Con la Independencia el carnaval meridano empezó evolucionar notablemente. En las primeras décadas del México independiente prevalecieron los bailes que se preparaban en escoletas familiares: danzas y cuadrillas. Posteriormente el clero secular coadyuvaba en la celebración de los festejos en los suburbios de la ciudad, en todos ellos se hacían luminarias y se adornaban con farolitos de colores y teas encendidas los atrios de las iglesias. En el año de 1840 el propietario del teatro de San Carlos (hoy Peón Contreras) don Pedro Casares Armas llevó a cabo en el teatro cuatro bailes de carnaval, apareciendo en un periódico de la época el siguiente aviso: “Las damas y caballeros podrán adquirir disfraces en la guardarropía (sic) del teatro, ya sea en alquiler ya en venta”.

═══

» Consigna:
Traduce al inglés esta oración del texto sobre el carnaval de Mérida: "En las primeras décadas del México independiente prevalecieron los bailes que se preparaban en escoletas familiares: danzas y cuadrillas."

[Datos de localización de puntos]
═══

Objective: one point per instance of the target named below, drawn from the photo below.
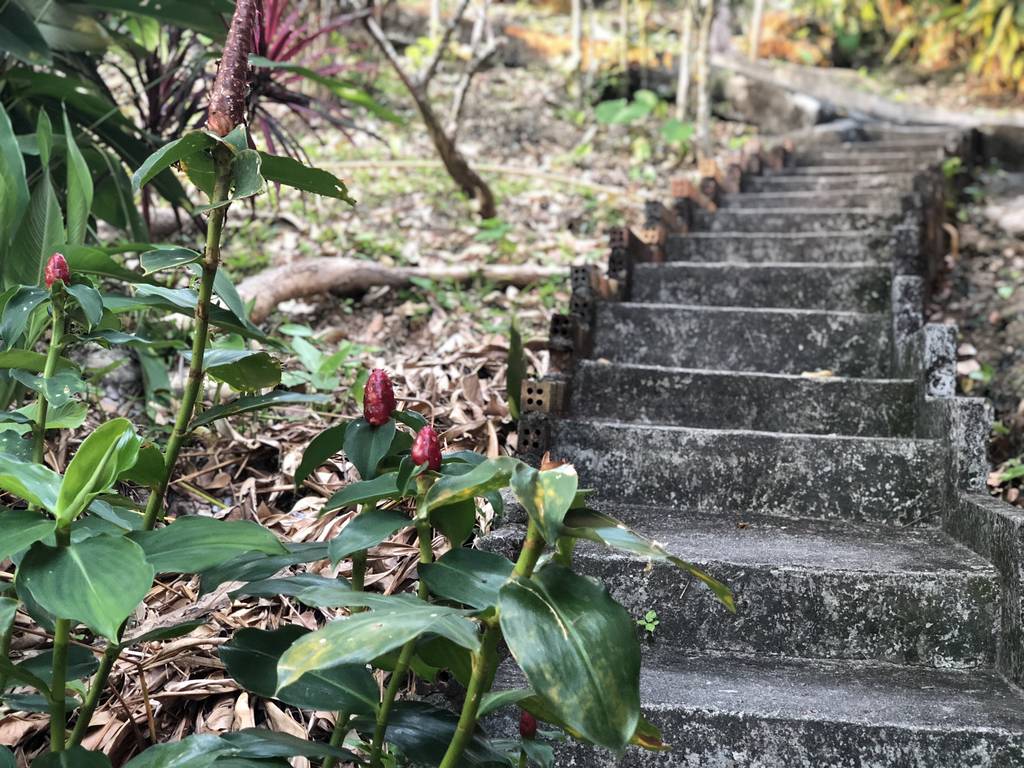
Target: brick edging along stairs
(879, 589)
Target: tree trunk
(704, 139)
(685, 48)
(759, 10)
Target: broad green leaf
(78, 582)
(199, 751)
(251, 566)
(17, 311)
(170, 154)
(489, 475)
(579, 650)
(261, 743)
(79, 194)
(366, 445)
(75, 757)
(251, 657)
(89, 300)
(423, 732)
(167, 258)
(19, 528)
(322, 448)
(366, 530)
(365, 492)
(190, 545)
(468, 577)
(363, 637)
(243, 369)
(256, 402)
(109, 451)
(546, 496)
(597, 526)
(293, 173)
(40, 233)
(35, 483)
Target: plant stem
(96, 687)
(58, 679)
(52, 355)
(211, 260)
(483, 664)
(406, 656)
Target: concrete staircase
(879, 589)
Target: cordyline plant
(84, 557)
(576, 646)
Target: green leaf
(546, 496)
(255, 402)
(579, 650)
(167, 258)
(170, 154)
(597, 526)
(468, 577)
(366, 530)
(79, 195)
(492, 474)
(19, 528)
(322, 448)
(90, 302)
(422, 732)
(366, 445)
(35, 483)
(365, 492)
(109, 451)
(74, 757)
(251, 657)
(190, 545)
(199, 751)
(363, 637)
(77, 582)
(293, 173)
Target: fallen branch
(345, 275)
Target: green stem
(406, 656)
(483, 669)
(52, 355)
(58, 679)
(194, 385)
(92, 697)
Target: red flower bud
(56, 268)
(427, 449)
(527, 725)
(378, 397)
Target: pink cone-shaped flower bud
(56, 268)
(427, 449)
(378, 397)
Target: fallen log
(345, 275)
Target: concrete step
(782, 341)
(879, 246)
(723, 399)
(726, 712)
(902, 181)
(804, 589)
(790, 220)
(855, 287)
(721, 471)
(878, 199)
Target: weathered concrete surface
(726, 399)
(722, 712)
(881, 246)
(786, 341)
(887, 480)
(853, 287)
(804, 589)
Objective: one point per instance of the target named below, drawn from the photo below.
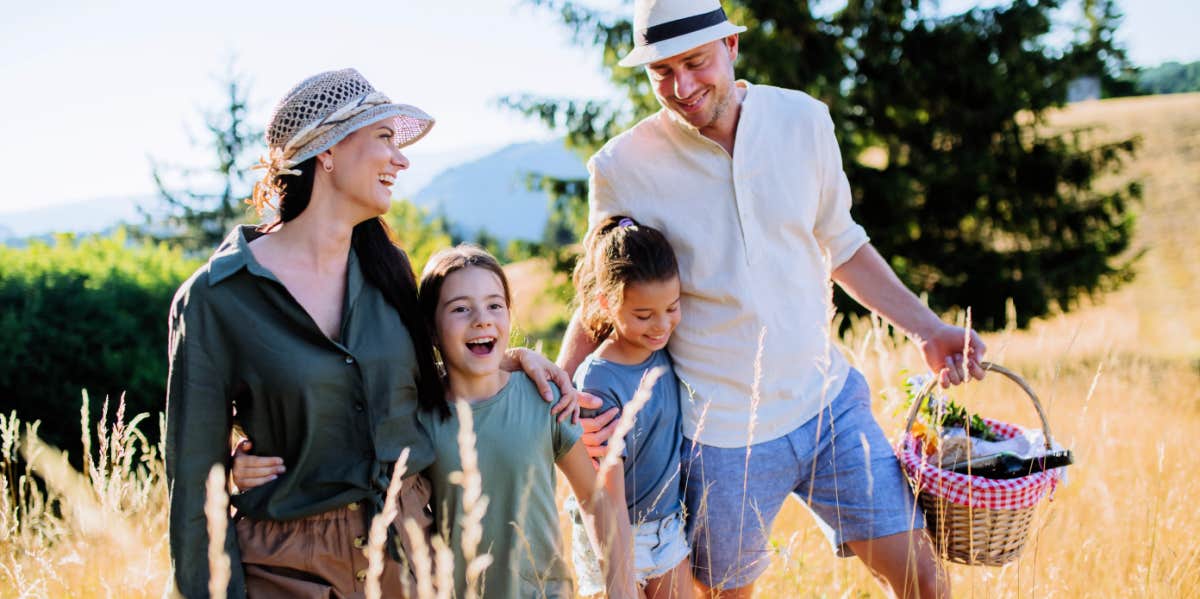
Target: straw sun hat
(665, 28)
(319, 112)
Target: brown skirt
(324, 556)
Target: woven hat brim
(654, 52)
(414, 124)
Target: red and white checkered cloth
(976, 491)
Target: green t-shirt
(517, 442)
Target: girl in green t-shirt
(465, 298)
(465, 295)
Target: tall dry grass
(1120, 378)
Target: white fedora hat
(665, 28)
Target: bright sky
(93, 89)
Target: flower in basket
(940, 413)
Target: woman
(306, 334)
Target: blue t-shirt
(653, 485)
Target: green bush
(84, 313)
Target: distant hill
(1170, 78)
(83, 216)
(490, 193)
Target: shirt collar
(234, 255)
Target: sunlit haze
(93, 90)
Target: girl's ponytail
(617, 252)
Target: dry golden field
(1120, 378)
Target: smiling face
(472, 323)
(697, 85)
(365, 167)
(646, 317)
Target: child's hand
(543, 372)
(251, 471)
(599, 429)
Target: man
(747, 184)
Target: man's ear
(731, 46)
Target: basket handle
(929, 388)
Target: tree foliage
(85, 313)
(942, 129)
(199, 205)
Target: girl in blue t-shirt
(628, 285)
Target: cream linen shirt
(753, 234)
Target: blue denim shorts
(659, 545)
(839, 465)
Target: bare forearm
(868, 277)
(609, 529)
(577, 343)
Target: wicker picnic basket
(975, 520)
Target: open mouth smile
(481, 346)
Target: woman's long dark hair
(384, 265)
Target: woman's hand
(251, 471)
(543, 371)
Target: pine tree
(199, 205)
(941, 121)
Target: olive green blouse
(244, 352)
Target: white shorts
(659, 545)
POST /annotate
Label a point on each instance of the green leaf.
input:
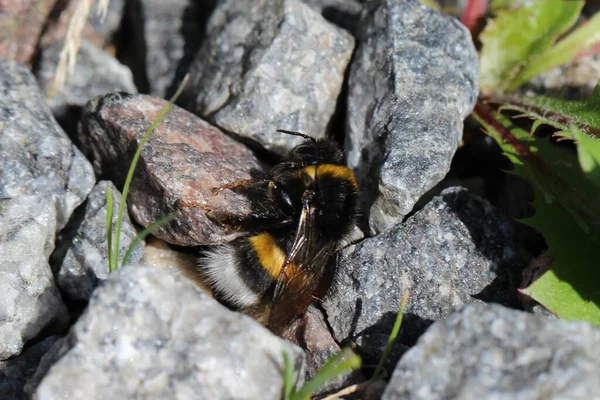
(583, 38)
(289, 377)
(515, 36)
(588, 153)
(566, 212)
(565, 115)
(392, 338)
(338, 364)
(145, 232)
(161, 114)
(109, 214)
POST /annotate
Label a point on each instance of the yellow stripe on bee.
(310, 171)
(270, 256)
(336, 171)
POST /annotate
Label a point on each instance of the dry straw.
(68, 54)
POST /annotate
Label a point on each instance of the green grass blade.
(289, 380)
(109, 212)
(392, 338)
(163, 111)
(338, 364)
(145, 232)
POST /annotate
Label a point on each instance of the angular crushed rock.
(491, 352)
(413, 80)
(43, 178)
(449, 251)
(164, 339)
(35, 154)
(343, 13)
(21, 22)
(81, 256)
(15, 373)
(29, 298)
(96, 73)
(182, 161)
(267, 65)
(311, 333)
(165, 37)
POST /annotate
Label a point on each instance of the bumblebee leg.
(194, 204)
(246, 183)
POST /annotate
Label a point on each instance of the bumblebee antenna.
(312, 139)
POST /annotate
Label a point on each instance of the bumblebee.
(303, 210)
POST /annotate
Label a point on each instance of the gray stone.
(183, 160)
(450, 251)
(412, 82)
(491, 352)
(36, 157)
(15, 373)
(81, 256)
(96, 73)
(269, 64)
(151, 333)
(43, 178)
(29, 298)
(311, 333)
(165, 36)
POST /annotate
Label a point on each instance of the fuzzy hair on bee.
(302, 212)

═══

» Tarea resuelta:
In the first decades of independent Mexico, the dances prepared in family rehearsal groups prevailed: danzas and quadrilles.